Aim of the exercise - Rewrite every line of the records below, requests included, and multiply each coordinate in the points by 0.65, rounding to the nearest whole number with halves rounded up. Leave out the pictures.

Stored data -
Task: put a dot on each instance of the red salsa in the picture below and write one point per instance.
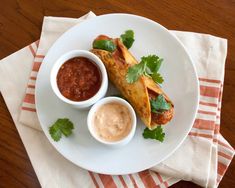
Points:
(79, 79)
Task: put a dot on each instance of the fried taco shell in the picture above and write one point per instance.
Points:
(138, 93)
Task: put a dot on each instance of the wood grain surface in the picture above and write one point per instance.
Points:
(20, 25)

Exercise answer -
Task: put a dot on each instance of the red salsa in the picture below and write one point per instance.
Points:
(51, 51)
Task: put a dot on each instance of the fried taco shell in the picture above and write one point per instance.
Points:
(90, 60)
Task: put a dot on each instance of the wood grain surface in the picture above and write one point per instance.
Points:
(13, 16)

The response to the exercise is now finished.